One of the best things you can do at home is to start your very own vegetable garden when it comes to sustainability. With hardships going on nowadays, especially with the pandemic going on, it won’t hurt to have a more affordable way of having produce.
Another advantage you’ll have when starting a vegetable garden at home is that the veggies you’ll grow won’t have that pesticide on them. Compared with regular, store-bought produce, homegrown vegetables are much healthier and safer to eat.
With that said, a vegetable garden is surely one of the best things to have. However, starting one may not be as easy as some people say. One of the biggest challenges for your garden is pests. Pests are some of the biggest reasons why crops fail. One common pest that comes to mind are aphids. Aphids, some of the peskiest insects around, can easily wreck your garden. Here are some tips that can help you with aphids:
Aphids are small, soft-bodied insects that you can commonly find on small shrubs and trees. It’s rare to find solitary aphids since they’re mostly social insects. This fact means that aphids usually appear in colonies.
Aphids can come in several colors: white, green, orange, black, pink, brown, etc. Although some of these insects are wingless, some forms come out during certain seasons that have wings. These insects also have stylets, a long tube-like tongue that the insect uses to suck in plant sap.
Some varieties have fluffy-like wool on them. These aphids are called wooly aphids and are some of the most common pests around. All aphids love eating plant sap. Once an aphid colony destroys a plant, they multiply and transfer to other plants nearby. This behavior is what makes aphids so harmful to homegrown gardens and even commercial orchards.

DATA EXTRACTS

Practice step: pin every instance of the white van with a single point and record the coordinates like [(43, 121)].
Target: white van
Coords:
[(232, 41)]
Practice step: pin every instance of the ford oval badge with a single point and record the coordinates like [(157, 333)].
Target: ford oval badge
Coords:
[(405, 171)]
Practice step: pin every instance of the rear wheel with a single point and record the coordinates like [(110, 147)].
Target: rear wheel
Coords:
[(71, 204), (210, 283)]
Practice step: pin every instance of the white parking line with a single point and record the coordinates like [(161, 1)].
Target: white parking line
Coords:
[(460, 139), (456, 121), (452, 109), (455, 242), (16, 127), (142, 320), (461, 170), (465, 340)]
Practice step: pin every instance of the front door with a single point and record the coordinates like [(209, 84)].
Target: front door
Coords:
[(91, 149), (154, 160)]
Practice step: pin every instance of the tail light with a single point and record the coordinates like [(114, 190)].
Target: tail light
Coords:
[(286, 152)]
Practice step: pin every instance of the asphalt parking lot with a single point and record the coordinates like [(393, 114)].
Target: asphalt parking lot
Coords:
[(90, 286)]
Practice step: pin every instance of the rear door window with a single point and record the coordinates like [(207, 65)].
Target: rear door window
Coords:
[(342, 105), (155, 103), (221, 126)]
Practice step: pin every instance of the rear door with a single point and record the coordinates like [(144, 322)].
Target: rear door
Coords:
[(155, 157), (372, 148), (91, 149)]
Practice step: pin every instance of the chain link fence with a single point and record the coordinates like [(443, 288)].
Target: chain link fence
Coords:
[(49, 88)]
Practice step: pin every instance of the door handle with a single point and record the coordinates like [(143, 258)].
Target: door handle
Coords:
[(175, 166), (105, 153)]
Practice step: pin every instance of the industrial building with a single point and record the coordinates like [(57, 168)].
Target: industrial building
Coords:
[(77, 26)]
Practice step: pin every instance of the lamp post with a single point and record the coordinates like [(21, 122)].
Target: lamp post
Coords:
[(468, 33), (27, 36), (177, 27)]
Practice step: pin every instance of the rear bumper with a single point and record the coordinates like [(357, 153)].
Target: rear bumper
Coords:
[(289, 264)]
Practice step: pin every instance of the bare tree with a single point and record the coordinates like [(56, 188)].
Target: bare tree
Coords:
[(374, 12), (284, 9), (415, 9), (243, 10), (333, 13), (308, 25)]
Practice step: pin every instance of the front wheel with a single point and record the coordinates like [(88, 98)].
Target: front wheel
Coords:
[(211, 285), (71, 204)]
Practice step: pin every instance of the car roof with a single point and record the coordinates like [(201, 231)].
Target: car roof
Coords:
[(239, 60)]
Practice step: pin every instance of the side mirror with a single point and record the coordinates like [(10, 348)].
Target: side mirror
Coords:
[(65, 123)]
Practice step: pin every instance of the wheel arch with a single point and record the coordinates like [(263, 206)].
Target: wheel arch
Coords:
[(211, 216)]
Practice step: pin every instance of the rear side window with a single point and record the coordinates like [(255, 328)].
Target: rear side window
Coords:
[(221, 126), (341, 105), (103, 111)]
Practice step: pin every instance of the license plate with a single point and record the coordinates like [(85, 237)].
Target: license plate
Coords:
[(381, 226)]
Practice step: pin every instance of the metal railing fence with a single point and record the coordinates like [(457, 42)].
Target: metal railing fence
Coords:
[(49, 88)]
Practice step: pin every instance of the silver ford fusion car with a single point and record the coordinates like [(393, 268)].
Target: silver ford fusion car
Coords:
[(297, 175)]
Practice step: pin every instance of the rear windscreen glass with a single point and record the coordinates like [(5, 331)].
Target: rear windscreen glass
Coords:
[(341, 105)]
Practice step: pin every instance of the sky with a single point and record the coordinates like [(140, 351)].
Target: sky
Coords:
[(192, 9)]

ASSIGNMENT A
In the text above about aphids in home vegetable gardens, what do aphids use their stylets for?
ASSIGNMENT B
Continue the text about aphids in home vegetable gardens from where it stops.

WRITTEN ANSWER A
They use them to suck in plant sap.

WRITTEN ANSWER B
As mentioned above, aphids suck plant sap and grow into colonies and, if left unchecked, will transfer from plant to plant. Another way that aphids damage your plants is by producing honeydew.
This sweet substance often leads to fungal growth and sooty mold, a plant disease that destroys plant’s leaves. Sooty mold is often characterized by black pigmentations and weakness on leaves.
The honeydew produced by aphids also attracts ants to your plants. Although ants might be harmless, these ants form a symbiotic relationship with aphids. What happens is that these ants herd the aphids and harvest the honeydew. In return, the ants protect the aphids from predators. If the ants don’t eat the honeydew, they’ll also feed on your plants.
There is no redeeming quality when it comes to aphids. They aren’t beneficial pollinators, so there’s no reason why you should allow them in your garden. With that said, here are some tips on removing aphids from your garden. You can find out more on Gardener’s Path on how to remove these pests.
When your plants are healthy, they often produce natural pesticides that help ward off insects, including aphids. If a plant is weak or is suffering from disease, it loses that ability to produce its own pesticide, therefore inviting in pests.
Make sure to properly take care of your plants by providing proper circulation and adequate water. If you suspect a plant is already dying and beyond saving, the only option is to remove it from your patch. Remember, it only takes one plant for an army of aphids to colonize your garden.
Avoid nasty commercially-produced pesticides in your garden by making a safer, DIY version of pesticides. All you need is a spray bottle, a mild liquid detergent, and water. Mix them all for a soapy solution inside the bottle. Spray the solution directly on aphids and problematic areas of the plant.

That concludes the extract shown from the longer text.